Given request A: In the records below, list every line that contains the word "jacket".

--- Text extract ---

Kellogg: Growth Slows But Outlook Looks Great

Kellogg

Source: Kellogg Co.

Kellogg Co. (NYSE:K) opened trading on Monday at $62.29 per share and climbed as much as 3.8 percent higher in early trading after reporting favorable third-quarter results. The food-products company reported that net sales remained effectively flat at $3.71 billion, in line with analyst expectations. Earnings increased by 1 cent to 90 cents per diluted share, beating the mean analyst estimate of 89 cents.

Most of the interesting action with Kellogg’s this quarter was at the bottom line, but it’s worth taking stock of what’s going on at the top line briefly. Kellogg’s net sales for the quarter were effectively flat on the year, edging down fractionally, but are up about 6.2 percent this year to date.

The obvious question is this: Where is the growth coming from? An important part of the answer is not from the U.S. Morning Foods segment, which is now the company’s second largest reporting revenue segment. Sales in the segment decreased fractionally on the year to $2.66 billion, down from $2.69 billion. U.S. Morning Foods sales now account for about 23.5 percent of total sales, down from about 25.3 percent a year ago. Meanwhile, U.S. Snacks sales have increased from $2.54 billion to $2.7 billion and now account for about 23.9 percent of total sales.

Kellogg3

Source: Kellogg Co.

Sales also grew rapidly in Europe relative to other segments, increasing about 16.7 percent from $1.8 billion to $2.1 billion. The moral of the story? There’s a lot to read into about Kellogg’s company strategy, and it is important to remember that its flagship U.S. Morning Foods segment, while solid, is not really a growth driver. Look for top-line growth in emerging markets including Europe, based off the year-to-date numbers, and snacks.

--- Provided records ---

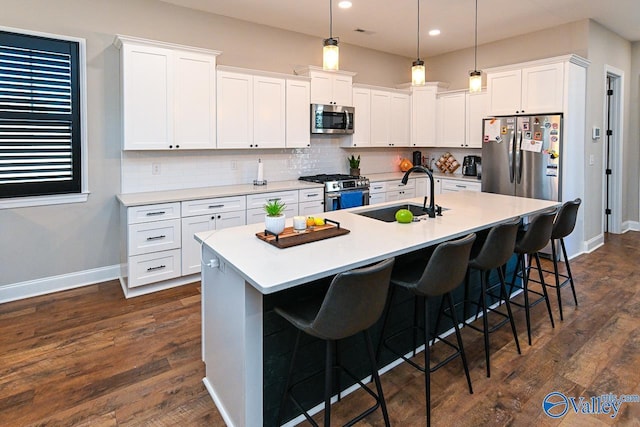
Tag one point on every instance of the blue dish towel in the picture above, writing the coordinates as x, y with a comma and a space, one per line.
351, 199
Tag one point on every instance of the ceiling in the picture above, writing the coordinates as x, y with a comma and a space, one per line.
391, 26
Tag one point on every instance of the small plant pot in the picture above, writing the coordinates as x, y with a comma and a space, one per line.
274, 224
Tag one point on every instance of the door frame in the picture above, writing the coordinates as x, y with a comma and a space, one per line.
616, 149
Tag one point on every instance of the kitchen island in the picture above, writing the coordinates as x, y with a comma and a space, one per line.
242, 273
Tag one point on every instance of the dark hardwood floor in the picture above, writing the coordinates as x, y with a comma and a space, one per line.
88, 357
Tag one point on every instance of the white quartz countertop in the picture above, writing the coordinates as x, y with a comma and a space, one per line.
393, 176
270, 269
153, 197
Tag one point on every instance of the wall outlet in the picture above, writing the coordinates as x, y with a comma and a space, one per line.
155, 168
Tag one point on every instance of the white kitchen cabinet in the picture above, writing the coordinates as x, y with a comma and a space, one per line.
423, 114
362, 126
477, 109
251, 110
204, 215
526, 90
400, 133
329, 87
451, 119
298, 117
452, 186
168, 95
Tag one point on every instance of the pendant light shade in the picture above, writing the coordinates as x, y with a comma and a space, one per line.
330, 51
475, 76
418, 70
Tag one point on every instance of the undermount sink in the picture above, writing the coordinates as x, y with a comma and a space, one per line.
388, 213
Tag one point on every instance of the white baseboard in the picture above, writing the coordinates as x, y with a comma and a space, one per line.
63, 282
594, 243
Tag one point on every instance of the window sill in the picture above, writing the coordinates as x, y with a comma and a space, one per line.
24, 202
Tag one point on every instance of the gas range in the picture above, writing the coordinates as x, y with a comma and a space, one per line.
338, 182
342, 191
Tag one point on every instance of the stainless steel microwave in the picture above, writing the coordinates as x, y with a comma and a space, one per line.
331, 119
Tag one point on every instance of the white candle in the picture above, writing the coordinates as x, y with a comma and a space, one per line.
260, 171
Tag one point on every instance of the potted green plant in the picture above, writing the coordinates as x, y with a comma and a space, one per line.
274, 219
354, 165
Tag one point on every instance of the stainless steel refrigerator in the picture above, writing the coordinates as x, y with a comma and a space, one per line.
521, 156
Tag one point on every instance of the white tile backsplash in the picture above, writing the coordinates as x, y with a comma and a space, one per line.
207, 168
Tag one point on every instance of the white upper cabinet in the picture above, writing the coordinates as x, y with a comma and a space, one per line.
451, 121
528, 90
400, 120
251, 110
168, 95
362, 125
298, 117
329, 87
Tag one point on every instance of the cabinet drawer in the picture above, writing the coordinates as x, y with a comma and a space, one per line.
289, 198
218, 204
310, 194
154, 236
155, 267
450, 185
377, 187
146, 213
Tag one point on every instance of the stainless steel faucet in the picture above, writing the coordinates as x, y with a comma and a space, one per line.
433, 208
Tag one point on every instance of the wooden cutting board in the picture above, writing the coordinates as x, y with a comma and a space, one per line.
289, 237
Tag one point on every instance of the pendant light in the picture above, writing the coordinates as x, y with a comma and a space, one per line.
475, 76
330, 51
417, 70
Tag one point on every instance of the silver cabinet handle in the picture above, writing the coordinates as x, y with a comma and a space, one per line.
162, 236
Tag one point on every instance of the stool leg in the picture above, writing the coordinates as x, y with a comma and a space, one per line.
525, 287
376, 377
328, 383
503, 292
566, 261
485, 320
544, 288
427, 363
459, 338
556, 275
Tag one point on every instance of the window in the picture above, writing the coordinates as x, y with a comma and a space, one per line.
41, 115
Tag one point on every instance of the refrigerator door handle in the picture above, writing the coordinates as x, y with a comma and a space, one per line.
511, 157
518, 156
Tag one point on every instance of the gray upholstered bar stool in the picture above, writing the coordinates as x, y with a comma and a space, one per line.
445, 270
563, 225
528, 244
494, 254
354, 302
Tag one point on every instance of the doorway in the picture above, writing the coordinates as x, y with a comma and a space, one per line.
612, 148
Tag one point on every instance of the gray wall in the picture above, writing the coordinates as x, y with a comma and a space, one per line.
46, 241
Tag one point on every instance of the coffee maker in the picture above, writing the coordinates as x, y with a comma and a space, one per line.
470, 165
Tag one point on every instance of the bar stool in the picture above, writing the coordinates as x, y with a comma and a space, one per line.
494, 254
528, 244
444, 271
353, 303
563, 225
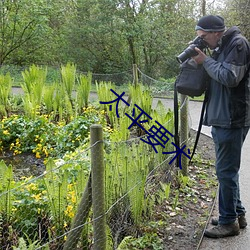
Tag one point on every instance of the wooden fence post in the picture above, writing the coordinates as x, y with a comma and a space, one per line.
98, 195
184, 132
80, 218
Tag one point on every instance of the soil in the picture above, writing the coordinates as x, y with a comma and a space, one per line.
181, 219
187, 223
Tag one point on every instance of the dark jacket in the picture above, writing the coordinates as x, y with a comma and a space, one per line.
228, 103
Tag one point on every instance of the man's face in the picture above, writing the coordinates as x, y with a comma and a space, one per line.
211, 38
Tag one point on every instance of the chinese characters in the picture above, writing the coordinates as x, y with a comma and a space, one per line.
157, 135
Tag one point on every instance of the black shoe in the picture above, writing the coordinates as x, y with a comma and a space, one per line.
221, 231
241, 219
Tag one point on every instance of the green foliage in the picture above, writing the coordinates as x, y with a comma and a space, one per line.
34, 81
83, 90
6, 184
42, 136
5, 90
68, 74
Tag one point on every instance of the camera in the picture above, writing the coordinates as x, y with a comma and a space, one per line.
190, 51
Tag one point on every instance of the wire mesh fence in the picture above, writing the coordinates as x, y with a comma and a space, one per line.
56, 209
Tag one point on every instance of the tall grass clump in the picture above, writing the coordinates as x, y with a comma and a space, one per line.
5, 90
33, 85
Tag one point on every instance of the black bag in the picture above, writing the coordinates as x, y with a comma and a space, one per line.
192, 80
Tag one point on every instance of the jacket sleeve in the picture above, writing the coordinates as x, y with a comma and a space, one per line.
234, 66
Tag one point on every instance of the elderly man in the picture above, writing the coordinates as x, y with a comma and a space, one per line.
228, 112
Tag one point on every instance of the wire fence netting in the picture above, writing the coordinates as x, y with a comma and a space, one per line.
52, 208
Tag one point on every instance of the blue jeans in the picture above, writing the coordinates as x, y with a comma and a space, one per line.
228, 145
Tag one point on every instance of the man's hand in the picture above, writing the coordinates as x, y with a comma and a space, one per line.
200, 58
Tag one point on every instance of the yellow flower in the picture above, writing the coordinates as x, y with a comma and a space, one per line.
69, 211
38, 156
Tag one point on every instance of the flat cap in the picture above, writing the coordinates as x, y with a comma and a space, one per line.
210, 23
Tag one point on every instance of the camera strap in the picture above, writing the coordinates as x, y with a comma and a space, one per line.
176, 124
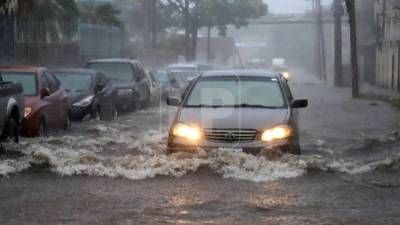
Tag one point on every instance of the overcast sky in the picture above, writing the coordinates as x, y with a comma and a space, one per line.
291, 6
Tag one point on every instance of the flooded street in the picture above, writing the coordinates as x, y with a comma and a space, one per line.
120, 173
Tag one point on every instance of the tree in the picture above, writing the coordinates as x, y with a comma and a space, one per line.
338, 11
8, 6
56, 19
350, 5
195, 14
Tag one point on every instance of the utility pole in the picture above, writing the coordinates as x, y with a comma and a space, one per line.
321, 40
351, 9
338, 12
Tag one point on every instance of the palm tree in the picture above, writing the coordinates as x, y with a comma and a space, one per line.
100, 14
47, 20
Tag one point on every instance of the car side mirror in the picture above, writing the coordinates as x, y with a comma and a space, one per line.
301, 103
45, 92
173, 102
175, 83
99, 87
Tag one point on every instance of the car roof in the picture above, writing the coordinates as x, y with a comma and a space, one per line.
182, 65
114, 60
26, 69
241, 73
74, 71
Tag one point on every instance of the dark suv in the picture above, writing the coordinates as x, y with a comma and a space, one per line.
129, 78
248, 111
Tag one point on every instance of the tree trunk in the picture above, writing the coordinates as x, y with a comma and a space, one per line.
353, 39
147, 22
338, 12
186, 14
321, 39
208, 44
154, 22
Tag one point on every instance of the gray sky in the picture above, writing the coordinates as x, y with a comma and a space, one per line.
291, 6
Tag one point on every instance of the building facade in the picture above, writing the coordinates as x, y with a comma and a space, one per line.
387, 16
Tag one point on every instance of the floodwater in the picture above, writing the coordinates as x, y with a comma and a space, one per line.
120, 173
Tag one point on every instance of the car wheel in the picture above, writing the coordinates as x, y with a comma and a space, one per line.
67, 122
42, 128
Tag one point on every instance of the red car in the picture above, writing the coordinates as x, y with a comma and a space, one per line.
46, 103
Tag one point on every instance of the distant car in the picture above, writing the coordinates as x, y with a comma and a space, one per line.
90, 93
160, 79
190, 71
247, 111
177, 83
129, 78
46, 103
11, 109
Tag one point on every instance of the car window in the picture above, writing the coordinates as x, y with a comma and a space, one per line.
287, 90
44, 83
139, 75
53, 82
27, 80
114, 71
75, 82
101, 79
236, 92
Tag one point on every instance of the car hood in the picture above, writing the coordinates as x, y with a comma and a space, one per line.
31, 100
233, 118
119, 84
75, 96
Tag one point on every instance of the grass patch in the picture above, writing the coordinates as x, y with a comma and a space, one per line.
393, 101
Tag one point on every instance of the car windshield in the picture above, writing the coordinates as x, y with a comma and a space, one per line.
27, 80
75, 82
246, 92
188, 75
114, 71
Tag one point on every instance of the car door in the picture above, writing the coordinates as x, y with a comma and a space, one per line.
48, 109
142, 82
102, 97
59, 100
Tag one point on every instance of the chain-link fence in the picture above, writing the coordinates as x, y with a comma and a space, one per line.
57, 44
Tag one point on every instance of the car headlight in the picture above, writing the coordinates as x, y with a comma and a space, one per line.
84, 102
125, 91
277, 133
28, 111
286, 75
185, 131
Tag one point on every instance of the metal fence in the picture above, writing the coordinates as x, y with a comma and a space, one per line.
57, 44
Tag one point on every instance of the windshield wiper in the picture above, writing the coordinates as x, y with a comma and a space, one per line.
245, 105
205, 106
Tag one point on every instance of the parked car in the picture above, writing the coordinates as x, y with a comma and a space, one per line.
129, 78
190, 71
46, 103
247, 111
11, 109
91, 94
160, 80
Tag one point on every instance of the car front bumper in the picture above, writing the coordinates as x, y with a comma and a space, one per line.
176, 144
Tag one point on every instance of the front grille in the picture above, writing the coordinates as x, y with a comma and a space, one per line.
230, 135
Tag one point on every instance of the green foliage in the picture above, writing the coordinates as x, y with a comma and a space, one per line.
101, 14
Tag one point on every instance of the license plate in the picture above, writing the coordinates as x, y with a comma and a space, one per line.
230, 149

---

Given request B: Please reproduce, word for word, the part of the Kellogg article above that opens with the words containing "Kellogg Co. (NYSE:K) opened" and closes with "of 89 cents.".

Written response A:
Tag one point on every instance of the dark jacket in the picture above, writing the coordinates as x, y with a comma and a space, one per line.
Tag one point on every instance of the jacket sleeve in the picture above, writing the coordinates as x, y with a comma and a space, one per line.

Written response B:
Kellogg Co. (NYSE:K) opened trading on Monday at $62.29 per share and climbed as much as 3.8 percent higher in early trading after reporting favorable third-quarter results. The food-products company reported that net sales remained effectively flat at $3.71 billion, in line with analyst expectations. Earnings increased by 1 cent to 90 cents per diluted share, beating the mean analyst estimate of 89 cents.